**What is asked**
Please show each line from the entries below that contains the word "football". Letter case matters.

**Record set**

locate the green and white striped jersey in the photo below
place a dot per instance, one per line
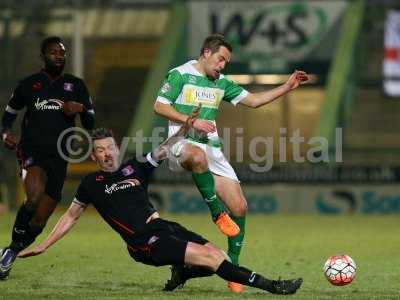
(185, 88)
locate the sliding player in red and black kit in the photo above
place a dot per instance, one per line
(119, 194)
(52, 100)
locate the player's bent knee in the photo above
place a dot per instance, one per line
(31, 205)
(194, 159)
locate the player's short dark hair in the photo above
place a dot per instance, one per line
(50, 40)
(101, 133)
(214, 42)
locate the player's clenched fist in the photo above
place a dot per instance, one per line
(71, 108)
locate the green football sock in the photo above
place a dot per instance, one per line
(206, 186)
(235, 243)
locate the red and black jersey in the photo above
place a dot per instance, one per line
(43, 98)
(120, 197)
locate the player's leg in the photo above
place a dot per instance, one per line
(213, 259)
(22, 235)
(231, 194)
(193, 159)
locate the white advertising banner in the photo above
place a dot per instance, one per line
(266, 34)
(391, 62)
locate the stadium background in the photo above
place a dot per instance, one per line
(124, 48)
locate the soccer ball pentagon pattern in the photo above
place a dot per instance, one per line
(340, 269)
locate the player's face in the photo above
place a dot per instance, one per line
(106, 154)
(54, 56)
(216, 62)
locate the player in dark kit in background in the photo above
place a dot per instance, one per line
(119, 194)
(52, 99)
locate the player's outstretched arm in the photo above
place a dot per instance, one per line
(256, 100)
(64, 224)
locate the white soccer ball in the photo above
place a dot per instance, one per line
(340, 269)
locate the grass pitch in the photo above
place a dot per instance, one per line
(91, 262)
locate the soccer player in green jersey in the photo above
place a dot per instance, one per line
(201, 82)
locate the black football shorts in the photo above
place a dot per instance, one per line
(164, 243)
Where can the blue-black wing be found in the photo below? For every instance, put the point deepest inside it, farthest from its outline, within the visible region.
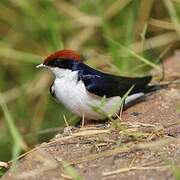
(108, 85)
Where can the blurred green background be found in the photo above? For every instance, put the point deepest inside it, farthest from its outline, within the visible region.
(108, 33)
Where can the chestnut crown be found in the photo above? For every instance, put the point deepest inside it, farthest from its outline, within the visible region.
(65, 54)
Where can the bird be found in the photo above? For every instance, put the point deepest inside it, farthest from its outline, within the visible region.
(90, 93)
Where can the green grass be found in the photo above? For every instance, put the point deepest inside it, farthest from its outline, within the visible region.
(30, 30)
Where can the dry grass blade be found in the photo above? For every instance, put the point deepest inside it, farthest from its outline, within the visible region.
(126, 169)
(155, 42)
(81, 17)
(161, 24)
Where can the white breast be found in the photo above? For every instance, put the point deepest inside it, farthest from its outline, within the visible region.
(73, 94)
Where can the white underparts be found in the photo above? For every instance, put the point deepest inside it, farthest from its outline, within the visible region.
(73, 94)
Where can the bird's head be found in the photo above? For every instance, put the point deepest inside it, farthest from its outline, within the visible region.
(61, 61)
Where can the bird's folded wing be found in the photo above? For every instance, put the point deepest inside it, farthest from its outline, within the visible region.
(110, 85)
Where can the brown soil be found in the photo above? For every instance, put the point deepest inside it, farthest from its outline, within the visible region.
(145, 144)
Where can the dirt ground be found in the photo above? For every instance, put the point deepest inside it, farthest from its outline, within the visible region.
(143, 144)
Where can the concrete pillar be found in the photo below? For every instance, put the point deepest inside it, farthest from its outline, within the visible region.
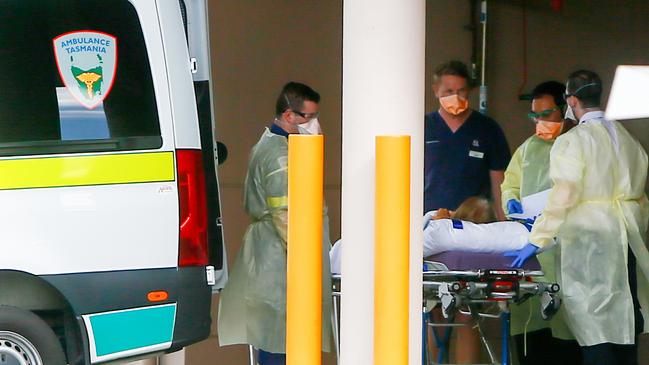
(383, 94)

...

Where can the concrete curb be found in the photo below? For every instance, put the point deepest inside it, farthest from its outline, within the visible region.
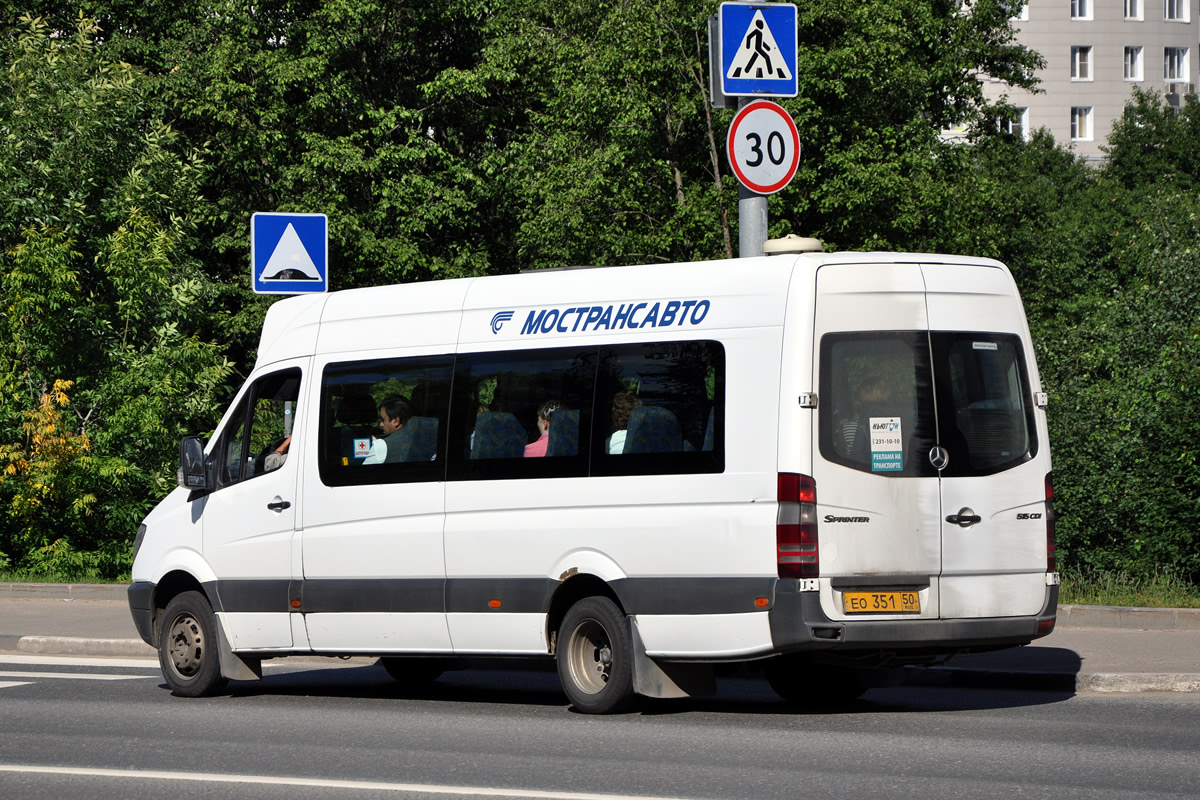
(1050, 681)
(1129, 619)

==

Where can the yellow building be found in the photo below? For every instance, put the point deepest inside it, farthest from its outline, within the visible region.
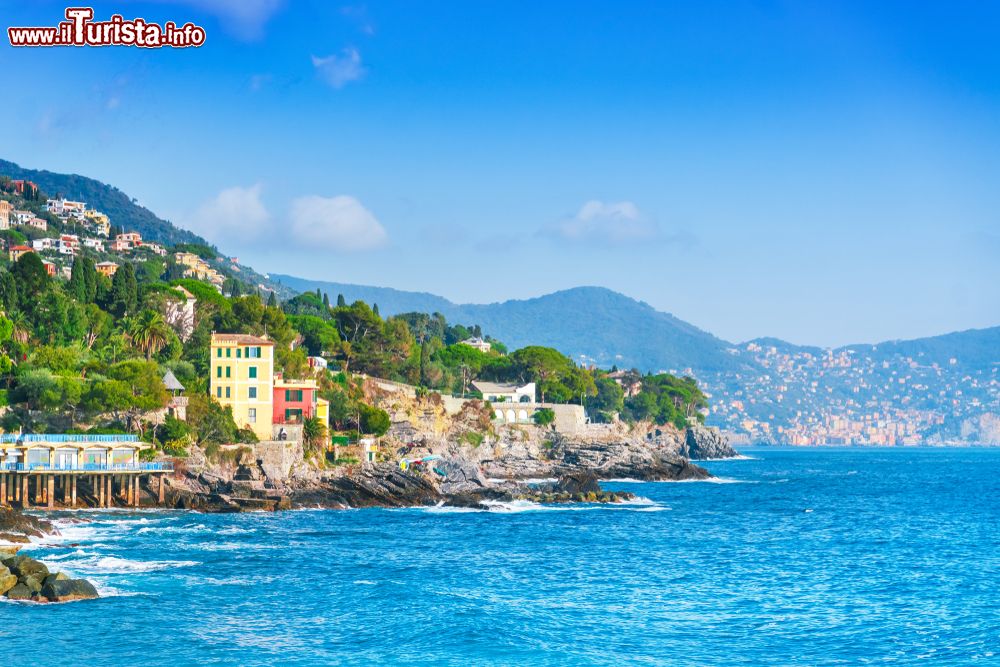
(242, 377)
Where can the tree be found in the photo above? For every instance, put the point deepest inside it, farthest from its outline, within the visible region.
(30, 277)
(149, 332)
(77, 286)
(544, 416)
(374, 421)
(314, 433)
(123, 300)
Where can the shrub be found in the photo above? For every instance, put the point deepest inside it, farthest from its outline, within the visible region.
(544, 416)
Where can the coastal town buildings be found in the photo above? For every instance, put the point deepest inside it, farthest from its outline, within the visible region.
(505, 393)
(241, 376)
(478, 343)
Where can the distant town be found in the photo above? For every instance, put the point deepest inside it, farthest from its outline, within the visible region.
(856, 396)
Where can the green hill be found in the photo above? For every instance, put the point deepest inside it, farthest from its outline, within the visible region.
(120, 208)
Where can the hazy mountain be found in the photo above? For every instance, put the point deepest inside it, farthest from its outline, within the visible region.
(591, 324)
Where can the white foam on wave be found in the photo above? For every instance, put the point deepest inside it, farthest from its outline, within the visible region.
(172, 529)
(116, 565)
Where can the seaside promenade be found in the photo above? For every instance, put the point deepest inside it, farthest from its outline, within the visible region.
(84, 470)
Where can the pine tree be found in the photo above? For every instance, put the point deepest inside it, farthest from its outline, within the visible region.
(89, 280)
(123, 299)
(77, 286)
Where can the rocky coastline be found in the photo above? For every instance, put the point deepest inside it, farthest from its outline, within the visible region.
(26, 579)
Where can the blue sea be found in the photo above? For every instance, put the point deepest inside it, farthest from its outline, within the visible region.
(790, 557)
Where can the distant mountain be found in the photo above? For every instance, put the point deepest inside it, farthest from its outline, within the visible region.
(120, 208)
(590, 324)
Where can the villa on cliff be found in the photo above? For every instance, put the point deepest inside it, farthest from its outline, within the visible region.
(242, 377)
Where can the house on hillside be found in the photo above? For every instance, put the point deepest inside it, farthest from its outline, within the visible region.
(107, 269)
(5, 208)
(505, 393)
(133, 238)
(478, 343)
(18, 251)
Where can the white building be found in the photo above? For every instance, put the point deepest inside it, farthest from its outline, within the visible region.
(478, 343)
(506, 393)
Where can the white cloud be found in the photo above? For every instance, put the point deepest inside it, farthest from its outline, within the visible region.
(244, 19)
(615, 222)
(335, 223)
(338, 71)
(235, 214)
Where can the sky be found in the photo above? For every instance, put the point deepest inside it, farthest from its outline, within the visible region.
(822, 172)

**Written response**
locate the green football sock in the photo above
locate the black football shorts in the photo above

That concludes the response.